= Goal =
In the text below about waste plastic, list everything the writer says "I want to know."

The BBC broadcast a horrifying documentary yesterday on October 1, showing the extent to which waste plastic is clogging up our rivers and seas and the appalling harm being done to both plant and animal life as a result.

It represents a shocking dereliction of duty on the part of the organisations around the world that are charged with handling this material responsibly – and are ignoring that responsibility on a global scale.

I wrote a few words on Facebook and they seem to have enjoyed some popularity so I am reproducing them here:

I’m watching ‘Drowning in Plastic’, the BBC documentary about waste plastic killing wildlife in the world’s rivers and oceans. I think it’s supposed to be making me feel guilty but actually I’m angry.

We don’t get much choice about our use of plastic, or the other stuff that gets thrown into the water and forgotten. We have it foisted upon us in the packaging of the things we buy and, as a rule, we handle it in the manner that (we’re told) is responsible.

It is the people we have to trust to get rid of it responsibly who are letting everybody (and I mean everybody) down.

There needs to be some accountability here. From what I’m seeing, I’m unwillingly complicit in a crime of such enormity that my mind flinches away from considering it. And that is not acceptable.

I want to know who is responsible for this – and I notice that this information is missing from the film. I want to know what can be done to hold them to account – and if there’s no accountability at the moment, I want to know what can be done to BRING them to account. And I want to know how people like myself can participate in determining what the remedial action should be.

I bet nobody’s going to put it right in anything like a timely way unless people like us roll up our sleeves and get our hands dirty.

And I don’t mean by fishing this crap out of the water ourselves.

= Dataset records =
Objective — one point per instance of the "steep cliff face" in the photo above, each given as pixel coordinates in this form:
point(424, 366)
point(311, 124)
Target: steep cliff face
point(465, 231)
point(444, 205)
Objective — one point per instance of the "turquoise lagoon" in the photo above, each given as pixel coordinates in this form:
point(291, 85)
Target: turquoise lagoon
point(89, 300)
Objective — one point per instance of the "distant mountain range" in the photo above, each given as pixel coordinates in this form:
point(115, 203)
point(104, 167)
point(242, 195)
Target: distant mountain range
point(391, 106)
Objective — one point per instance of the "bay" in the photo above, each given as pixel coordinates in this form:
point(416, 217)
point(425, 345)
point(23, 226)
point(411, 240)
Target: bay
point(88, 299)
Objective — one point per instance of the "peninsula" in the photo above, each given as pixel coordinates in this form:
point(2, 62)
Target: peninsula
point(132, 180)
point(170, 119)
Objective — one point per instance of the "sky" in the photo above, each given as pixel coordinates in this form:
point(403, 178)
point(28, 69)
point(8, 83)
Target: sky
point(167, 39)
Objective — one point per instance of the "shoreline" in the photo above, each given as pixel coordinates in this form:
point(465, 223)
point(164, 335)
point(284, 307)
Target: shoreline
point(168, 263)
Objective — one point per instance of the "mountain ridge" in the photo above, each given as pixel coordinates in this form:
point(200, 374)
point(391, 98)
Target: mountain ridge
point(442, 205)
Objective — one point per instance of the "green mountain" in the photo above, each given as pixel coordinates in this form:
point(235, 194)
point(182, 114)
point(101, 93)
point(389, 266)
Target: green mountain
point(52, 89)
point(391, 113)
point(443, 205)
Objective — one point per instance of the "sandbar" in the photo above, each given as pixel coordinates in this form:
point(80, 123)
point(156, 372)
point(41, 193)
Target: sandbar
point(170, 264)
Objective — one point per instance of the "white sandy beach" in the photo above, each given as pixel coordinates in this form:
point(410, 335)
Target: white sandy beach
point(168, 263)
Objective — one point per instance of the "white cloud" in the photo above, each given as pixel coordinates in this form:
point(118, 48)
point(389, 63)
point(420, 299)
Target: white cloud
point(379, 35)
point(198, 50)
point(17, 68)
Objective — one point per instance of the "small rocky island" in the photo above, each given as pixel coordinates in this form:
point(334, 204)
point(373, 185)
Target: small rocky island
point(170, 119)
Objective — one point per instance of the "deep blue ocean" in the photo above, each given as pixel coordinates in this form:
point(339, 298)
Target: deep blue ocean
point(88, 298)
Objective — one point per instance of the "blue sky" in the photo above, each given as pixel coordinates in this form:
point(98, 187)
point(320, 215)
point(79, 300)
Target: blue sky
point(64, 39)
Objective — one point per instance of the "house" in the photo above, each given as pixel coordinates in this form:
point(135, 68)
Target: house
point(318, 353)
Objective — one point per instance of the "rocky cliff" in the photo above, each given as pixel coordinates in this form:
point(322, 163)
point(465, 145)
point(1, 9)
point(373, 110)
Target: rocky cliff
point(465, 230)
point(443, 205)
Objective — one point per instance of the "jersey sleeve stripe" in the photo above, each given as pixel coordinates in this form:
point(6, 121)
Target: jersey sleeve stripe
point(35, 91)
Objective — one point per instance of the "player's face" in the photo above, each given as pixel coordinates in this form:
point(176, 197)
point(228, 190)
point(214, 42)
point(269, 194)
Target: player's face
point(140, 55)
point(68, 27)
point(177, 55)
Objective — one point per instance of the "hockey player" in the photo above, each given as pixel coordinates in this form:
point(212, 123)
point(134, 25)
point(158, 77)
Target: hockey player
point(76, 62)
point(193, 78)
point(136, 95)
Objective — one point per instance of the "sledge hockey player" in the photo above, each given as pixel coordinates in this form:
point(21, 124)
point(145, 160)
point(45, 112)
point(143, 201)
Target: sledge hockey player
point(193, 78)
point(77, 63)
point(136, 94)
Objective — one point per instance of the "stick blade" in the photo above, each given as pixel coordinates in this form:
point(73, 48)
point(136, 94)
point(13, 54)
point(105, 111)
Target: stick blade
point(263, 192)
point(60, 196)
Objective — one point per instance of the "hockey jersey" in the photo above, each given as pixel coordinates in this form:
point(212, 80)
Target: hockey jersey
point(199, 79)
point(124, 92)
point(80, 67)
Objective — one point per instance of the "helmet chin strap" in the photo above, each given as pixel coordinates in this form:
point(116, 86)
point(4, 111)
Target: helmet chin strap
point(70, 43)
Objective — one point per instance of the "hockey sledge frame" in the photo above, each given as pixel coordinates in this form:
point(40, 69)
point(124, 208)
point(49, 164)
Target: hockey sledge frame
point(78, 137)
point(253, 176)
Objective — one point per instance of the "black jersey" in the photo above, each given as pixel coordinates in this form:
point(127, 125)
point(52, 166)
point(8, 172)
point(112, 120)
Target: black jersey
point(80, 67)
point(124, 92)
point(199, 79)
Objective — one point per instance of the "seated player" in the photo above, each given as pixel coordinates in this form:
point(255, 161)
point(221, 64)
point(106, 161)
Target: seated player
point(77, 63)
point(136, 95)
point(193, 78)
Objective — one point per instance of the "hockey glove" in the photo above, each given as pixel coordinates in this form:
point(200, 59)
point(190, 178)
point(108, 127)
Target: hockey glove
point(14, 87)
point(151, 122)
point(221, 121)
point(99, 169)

= The output =
- Who is responsible for this
- What can be done to hold them to account
- What can be done to BRING them to account, if there's no accountability at the moment
- How people like the writer can participate in determining what the remedial action should be